### PROBLEM
In the records below, find the line containing "the white column?"; give it again exactly, along with every line that follows, and nothing else.

### TASK MATERIAL
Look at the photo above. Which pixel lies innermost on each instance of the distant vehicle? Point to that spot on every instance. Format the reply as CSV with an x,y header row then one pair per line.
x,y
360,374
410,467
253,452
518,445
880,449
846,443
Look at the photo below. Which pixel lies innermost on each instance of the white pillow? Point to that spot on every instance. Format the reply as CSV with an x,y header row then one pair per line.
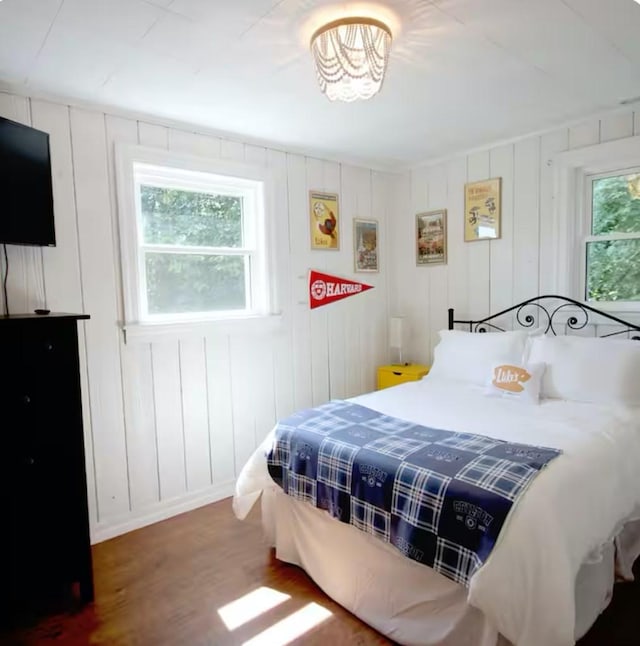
x,y
469,356
587,369
518,382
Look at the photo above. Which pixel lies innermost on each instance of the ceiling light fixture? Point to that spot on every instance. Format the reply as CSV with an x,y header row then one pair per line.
x,y
351,56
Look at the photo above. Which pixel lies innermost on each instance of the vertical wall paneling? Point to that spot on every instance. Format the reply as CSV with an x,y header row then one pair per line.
x,y
501,258
100,300
140,416
300,265
483,277
136,359
352,344
243,388
457,256
282,343
169,419
550,145
337,263
195,413
376,314
526,223
438,275
318,318
221,422
262,396
616,126
479,252
419,335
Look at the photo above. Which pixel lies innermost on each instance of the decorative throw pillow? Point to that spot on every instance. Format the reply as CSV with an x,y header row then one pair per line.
x,y
468,356
587,369
518,382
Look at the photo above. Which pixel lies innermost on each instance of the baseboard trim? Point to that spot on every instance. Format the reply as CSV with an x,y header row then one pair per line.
x,y
160,511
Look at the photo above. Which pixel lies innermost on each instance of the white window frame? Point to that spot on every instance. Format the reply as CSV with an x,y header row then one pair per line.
x,y
137,165
586,228
572,213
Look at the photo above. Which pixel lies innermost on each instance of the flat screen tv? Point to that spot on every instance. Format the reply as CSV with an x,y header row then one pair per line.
x,y
26,194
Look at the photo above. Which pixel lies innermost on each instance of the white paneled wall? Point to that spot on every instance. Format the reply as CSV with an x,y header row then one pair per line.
x,y
486,276
169,422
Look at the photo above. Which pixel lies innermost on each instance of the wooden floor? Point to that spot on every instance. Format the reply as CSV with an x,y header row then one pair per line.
x,y
162,586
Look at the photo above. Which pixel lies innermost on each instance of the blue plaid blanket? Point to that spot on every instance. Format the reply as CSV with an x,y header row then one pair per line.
x,y
439,497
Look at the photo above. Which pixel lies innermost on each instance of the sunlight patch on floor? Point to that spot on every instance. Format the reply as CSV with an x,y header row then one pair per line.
x,y
291,627
250,606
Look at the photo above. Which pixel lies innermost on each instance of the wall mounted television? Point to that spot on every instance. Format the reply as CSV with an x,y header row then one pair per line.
x,y
26,193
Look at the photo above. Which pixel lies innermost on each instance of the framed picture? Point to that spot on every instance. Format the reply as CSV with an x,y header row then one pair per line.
x,y
365,245
431,238
324,220
482,207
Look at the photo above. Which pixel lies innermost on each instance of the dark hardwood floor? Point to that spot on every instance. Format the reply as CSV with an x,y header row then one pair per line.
x,y
162,586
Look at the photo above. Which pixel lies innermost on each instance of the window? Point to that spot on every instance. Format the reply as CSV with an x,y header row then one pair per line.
x,y
193,239
612,242
595,249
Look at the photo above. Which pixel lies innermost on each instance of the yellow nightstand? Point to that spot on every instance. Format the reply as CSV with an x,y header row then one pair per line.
x,y
398,374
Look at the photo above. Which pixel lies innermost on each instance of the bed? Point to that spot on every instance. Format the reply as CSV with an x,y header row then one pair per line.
x,y
574,530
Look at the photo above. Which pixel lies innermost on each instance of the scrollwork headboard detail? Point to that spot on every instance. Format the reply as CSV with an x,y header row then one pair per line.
x,y
549,311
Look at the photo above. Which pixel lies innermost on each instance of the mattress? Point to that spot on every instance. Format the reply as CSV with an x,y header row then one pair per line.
x,y
567,518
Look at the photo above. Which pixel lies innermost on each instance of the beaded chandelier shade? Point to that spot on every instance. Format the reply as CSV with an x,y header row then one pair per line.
x,y
351,57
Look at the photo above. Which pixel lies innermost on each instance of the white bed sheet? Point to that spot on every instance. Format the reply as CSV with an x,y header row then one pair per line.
x,y
572,509
412,604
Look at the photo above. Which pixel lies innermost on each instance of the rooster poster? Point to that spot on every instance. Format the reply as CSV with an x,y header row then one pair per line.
x,y
323,211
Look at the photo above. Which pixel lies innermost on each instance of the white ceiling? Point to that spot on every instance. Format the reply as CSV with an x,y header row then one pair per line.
x,y
462,73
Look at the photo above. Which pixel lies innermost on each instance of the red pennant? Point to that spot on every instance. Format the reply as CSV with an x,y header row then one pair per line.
x,y
325,289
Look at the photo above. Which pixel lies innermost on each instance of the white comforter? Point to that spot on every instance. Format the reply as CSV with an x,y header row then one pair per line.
x,y
573,507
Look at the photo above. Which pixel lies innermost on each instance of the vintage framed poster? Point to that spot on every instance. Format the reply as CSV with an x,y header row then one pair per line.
x,y
365,245
431,238
482,207
324,220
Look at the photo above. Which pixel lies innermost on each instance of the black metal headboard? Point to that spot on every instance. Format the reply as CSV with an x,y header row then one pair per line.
x,y
547,311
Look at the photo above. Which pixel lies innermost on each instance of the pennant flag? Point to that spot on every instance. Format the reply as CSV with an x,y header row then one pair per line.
x,y
324,289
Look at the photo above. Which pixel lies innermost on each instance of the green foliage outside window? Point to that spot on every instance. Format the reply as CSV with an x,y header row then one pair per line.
x,y
181,282
613,266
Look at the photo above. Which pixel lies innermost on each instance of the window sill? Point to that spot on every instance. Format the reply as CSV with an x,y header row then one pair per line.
x,y
253,325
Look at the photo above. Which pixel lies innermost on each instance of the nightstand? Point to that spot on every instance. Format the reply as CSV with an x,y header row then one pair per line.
x,y
395,374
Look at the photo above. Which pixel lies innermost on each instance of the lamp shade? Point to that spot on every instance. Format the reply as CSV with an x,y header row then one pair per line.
x,y
351,56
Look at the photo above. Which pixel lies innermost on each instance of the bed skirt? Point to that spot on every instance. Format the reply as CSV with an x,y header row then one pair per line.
x,y
408,602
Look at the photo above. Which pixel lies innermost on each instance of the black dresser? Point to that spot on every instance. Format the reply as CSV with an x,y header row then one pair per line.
x,y
45,553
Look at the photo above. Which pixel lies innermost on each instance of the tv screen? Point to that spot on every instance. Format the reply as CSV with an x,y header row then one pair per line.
x,y
26,202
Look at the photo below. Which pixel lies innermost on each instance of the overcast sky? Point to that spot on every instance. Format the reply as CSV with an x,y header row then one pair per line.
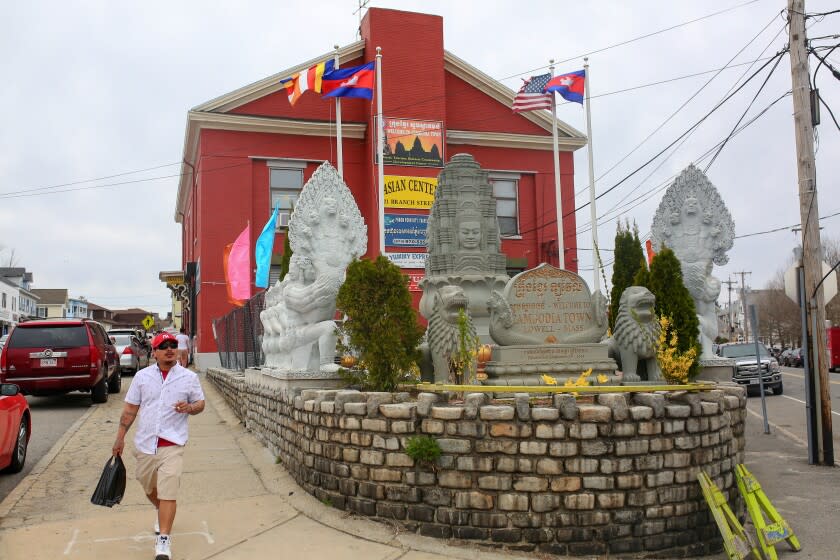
x,y
94,92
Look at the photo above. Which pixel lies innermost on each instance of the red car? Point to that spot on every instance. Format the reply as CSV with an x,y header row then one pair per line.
x,y
61,355
15,428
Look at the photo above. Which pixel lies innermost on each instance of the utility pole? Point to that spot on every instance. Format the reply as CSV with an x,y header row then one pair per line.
x,y
729,308
744,304
809,215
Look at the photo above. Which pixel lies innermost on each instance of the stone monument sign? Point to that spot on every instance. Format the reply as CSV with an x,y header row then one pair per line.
x,y
326,232
546,322
546,305
693,221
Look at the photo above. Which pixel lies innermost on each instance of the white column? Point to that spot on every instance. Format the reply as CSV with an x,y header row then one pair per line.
x,y
596,259
339,154
558,197
380,139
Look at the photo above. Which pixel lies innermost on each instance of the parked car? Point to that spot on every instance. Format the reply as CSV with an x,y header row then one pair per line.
x,y
747,366
15,428
794,358
57,356
132,352
145,343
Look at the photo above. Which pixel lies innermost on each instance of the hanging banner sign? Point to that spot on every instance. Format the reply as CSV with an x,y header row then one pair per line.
x,y
405,230
409,192
408,260
414,282
413,143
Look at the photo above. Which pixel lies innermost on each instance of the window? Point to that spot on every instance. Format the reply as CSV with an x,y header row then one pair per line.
x,y
285,179
505,189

### THE OUTPUT
Look at the photo above. Which pixel lies innermost on each instance of the white column? Point to that spot on every instance. Format the reply as CSV with an x,y header row then one pair per line.
x,y
596,259
339,154
558,197
380,139
Look at the photo above. Which pixel lies innermost on each instance of the parked car? Point to that spot on every instance. Format the reply as CSV with an x,y header row then one pair per line.
x,y
747,366
15,428
794,358
57,356
132,352
145,343
Look at the photo above. Which pixel lies innermost on each instance of the hanging banner sign? Point to that spot on every instance. Format the reply as CSV with an x,y header row then one pair per line.
x,y
405,230
409,192
408,260
414,282
413,143
Look at the photo above. Which pixel lies innermost on each instance of the window? Point to that spot on every instance. Format the reply as CSV with an x,y header row then one pair per line.
x,y
285,179
505,189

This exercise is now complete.